_WHAT YOU ARE ASKED TO DO:_ Select the lines below containing the word "post".

_RECORDS SHOWN:_
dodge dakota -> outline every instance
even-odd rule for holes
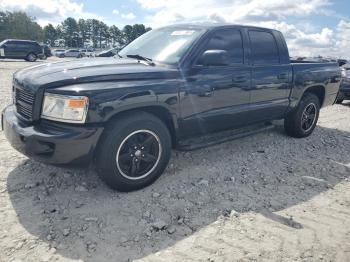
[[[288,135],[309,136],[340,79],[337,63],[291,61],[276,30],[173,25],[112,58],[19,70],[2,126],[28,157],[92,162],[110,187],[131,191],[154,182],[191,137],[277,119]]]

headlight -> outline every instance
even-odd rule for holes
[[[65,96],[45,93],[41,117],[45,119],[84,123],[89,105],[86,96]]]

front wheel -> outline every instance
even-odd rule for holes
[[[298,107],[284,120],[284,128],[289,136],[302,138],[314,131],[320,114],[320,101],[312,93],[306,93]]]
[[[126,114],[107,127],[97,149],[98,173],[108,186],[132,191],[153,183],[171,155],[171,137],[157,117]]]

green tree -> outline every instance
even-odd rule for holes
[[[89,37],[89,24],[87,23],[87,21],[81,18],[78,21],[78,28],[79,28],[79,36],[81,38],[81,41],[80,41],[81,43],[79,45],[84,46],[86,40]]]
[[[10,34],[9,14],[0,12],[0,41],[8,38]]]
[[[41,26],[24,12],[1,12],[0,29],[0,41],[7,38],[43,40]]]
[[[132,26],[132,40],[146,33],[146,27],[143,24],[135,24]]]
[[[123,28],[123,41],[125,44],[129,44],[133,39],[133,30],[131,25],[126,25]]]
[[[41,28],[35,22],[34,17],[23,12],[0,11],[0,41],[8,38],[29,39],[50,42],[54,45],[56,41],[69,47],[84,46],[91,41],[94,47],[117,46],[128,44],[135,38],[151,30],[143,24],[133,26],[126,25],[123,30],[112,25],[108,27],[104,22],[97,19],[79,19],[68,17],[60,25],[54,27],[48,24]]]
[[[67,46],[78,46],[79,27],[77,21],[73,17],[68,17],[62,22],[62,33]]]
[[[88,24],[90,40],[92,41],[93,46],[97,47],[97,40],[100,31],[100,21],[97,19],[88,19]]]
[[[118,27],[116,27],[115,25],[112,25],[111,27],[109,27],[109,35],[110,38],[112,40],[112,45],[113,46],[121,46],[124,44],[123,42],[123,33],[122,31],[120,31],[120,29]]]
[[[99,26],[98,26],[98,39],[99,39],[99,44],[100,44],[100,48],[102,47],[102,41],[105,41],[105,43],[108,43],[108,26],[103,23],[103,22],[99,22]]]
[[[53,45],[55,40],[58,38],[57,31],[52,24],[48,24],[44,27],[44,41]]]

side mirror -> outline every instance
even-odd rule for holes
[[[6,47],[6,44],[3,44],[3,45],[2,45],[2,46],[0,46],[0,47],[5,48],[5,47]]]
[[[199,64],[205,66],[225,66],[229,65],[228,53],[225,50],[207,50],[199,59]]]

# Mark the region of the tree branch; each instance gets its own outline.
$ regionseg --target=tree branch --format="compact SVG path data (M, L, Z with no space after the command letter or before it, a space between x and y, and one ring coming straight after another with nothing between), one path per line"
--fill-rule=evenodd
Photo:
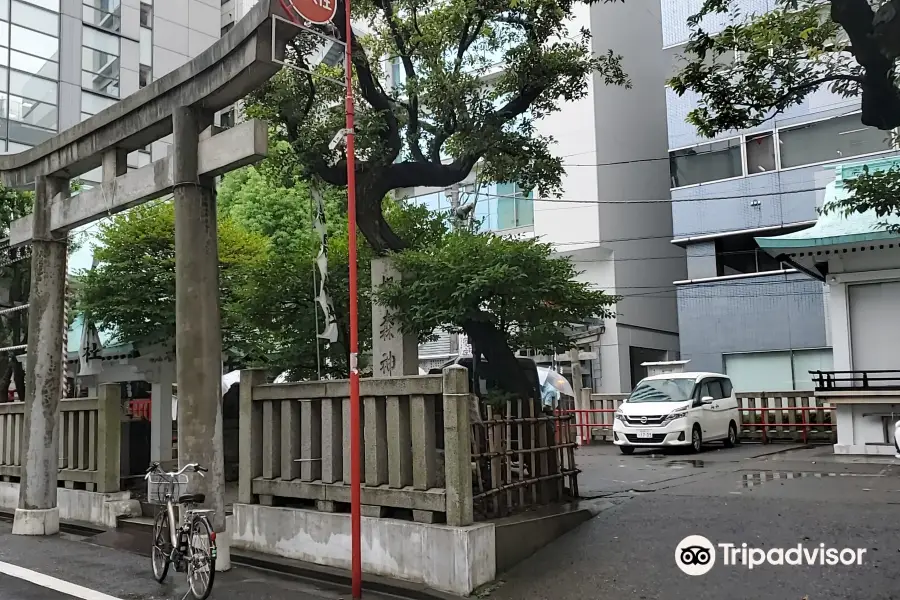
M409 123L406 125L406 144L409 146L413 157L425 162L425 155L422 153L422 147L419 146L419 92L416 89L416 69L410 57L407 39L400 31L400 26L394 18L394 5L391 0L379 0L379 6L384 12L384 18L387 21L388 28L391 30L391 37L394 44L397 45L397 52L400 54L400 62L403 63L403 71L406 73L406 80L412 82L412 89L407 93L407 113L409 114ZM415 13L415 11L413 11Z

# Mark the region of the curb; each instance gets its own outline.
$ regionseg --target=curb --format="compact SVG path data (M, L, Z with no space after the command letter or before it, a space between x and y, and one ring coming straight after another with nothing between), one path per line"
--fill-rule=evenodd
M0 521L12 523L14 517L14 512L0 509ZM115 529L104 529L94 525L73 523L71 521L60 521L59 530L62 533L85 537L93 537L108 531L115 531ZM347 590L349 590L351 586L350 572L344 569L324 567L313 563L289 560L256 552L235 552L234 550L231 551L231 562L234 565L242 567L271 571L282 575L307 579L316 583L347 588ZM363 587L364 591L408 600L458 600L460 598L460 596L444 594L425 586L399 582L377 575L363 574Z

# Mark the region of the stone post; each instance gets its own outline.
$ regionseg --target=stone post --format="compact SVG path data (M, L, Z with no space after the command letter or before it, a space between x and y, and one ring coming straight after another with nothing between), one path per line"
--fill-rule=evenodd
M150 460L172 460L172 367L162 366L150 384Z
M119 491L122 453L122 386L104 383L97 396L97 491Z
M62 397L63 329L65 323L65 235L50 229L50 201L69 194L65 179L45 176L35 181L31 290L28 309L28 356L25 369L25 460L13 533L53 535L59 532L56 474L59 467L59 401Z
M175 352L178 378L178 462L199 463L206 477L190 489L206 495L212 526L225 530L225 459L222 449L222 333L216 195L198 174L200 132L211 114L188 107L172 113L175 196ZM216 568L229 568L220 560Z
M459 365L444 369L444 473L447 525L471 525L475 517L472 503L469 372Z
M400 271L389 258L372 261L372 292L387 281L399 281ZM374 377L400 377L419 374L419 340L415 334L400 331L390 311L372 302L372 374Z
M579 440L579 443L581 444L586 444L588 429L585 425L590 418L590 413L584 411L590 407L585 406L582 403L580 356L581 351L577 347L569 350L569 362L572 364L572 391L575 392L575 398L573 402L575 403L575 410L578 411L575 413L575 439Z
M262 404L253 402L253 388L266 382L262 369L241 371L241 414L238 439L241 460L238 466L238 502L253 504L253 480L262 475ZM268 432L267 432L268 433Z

* * *

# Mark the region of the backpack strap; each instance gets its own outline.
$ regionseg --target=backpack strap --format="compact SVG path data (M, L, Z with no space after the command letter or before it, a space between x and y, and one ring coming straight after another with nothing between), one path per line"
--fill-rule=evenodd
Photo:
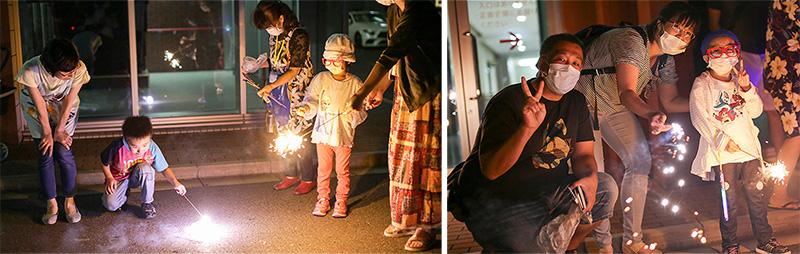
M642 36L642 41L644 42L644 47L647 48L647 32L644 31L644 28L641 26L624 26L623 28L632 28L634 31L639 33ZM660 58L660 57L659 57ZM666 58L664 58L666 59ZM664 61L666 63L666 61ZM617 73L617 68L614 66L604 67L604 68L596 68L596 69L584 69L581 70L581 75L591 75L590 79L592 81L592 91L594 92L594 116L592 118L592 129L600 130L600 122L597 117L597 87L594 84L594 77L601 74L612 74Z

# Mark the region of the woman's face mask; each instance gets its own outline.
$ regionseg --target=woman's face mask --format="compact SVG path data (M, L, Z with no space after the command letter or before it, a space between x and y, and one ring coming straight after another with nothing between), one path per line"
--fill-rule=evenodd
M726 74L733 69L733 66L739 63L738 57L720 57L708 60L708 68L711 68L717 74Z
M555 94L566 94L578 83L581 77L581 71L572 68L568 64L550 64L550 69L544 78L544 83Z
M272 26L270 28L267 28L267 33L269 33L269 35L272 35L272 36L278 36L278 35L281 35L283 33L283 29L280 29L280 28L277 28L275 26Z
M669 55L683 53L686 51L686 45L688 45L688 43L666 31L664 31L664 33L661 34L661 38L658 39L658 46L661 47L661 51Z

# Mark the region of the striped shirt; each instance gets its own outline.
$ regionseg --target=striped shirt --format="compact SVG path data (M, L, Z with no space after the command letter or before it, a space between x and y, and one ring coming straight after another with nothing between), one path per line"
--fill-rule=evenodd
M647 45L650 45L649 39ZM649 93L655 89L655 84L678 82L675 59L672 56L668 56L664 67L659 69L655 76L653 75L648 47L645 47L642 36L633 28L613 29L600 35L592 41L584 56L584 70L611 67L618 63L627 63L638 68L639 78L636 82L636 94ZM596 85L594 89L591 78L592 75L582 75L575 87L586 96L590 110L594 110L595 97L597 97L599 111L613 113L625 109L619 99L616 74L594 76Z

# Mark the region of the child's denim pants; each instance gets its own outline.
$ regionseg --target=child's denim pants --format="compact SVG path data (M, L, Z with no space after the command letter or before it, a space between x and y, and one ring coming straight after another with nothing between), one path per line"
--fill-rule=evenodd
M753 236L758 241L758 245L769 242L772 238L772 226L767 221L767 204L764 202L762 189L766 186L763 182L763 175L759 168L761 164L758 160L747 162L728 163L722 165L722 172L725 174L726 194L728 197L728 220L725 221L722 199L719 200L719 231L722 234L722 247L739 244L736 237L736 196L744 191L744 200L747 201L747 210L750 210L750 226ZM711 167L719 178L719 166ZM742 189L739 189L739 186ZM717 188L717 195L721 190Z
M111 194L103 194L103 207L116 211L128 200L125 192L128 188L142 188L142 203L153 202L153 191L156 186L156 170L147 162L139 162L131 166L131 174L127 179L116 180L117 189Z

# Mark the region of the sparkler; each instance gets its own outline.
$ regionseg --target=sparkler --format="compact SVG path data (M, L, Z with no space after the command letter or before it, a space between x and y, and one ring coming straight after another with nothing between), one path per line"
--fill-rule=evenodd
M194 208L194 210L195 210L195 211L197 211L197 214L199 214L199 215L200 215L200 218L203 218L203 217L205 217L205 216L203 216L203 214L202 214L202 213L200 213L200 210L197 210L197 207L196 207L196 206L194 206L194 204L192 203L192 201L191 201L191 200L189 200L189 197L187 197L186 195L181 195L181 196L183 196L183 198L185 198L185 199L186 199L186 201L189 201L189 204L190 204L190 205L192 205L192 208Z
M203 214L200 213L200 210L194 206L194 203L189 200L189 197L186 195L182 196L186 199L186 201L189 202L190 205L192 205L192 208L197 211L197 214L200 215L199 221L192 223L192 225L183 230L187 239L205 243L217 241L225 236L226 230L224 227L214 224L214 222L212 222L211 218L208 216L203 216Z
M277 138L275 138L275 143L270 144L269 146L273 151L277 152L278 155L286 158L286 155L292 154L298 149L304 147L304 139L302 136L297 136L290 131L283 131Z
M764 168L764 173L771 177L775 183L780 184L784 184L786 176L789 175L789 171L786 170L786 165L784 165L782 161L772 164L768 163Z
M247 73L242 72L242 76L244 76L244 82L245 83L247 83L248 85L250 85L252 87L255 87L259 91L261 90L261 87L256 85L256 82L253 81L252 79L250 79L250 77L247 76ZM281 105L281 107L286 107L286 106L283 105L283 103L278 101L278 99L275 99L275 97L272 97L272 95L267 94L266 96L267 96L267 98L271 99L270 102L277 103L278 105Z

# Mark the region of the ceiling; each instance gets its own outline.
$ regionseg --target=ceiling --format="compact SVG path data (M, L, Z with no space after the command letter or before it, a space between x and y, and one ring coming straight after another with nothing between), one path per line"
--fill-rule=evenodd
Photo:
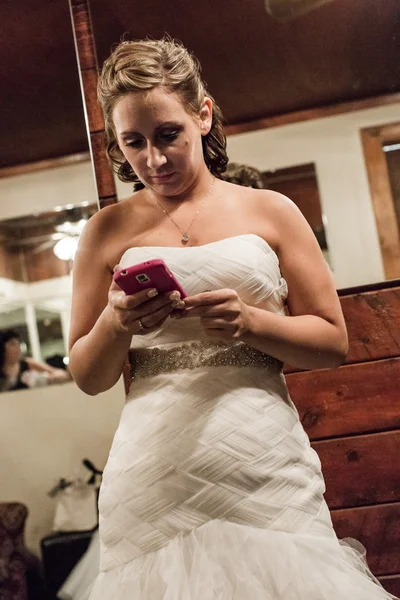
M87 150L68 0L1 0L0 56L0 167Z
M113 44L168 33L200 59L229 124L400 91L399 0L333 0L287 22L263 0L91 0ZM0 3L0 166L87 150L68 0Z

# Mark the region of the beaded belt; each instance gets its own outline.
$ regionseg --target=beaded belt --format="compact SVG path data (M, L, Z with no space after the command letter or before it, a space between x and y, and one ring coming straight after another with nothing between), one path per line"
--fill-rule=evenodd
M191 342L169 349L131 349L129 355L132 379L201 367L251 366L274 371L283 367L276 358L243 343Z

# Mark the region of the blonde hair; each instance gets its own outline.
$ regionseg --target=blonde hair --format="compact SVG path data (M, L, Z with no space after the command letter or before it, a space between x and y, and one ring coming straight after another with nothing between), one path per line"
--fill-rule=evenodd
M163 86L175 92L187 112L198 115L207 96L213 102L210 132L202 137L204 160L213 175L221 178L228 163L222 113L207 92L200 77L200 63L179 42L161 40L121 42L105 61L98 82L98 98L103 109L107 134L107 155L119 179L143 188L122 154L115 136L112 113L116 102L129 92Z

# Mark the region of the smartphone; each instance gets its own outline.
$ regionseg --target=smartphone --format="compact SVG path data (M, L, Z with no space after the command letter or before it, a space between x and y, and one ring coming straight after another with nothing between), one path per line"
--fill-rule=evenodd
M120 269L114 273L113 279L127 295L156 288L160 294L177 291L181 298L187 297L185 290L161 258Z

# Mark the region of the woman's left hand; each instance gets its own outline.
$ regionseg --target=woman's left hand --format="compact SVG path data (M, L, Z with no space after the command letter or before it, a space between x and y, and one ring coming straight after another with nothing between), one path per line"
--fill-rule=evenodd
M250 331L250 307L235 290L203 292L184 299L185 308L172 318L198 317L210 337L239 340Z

---

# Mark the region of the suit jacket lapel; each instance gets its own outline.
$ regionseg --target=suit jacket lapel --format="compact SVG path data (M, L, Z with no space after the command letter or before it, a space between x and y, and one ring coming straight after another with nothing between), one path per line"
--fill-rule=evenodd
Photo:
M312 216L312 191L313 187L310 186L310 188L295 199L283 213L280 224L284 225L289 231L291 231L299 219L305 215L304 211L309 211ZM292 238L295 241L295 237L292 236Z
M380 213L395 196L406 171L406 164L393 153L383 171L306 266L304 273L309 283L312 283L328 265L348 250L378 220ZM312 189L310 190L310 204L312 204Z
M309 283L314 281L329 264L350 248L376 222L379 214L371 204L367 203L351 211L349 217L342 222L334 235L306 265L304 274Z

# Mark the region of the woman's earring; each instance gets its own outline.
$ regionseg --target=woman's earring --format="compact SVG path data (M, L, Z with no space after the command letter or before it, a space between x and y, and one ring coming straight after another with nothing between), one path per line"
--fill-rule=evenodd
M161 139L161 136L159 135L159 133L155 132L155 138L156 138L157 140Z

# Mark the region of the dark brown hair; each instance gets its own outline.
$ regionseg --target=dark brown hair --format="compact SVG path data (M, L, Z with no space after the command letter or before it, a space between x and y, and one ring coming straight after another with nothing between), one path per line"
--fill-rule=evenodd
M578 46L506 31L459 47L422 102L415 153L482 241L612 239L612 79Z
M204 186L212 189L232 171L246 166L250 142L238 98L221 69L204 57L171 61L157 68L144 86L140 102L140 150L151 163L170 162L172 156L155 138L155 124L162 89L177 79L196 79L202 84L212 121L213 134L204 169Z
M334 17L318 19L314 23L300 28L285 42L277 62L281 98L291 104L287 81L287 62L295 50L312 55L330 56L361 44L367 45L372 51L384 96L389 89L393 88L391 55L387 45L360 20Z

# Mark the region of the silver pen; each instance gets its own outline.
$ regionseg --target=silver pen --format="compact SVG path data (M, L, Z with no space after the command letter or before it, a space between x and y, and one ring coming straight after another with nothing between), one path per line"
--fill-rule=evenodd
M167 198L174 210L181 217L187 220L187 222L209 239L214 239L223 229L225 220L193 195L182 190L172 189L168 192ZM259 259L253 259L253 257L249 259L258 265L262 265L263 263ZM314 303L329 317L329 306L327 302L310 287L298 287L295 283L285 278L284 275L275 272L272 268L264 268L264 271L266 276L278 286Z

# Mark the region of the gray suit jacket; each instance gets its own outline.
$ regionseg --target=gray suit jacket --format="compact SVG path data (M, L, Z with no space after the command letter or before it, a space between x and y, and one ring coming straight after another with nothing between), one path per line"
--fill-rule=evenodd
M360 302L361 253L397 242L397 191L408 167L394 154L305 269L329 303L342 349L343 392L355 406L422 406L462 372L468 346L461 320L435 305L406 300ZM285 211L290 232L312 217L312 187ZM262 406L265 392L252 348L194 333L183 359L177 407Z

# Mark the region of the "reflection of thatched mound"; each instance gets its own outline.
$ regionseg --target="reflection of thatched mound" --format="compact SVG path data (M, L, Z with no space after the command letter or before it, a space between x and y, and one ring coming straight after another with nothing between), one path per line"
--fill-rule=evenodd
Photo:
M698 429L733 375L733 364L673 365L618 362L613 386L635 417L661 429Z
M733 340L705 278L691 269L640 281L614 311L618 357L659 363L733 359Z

_WRITTEN SOLUTION:_
# Mark the region of the stone post; each instance gets its own outline.
$ regionseg --target=stone post --format="compact SVG path data (M, L, Z with no space after the command letter or before it, a space between x and y, and one ring coming straight after another with nothing between), one path per line"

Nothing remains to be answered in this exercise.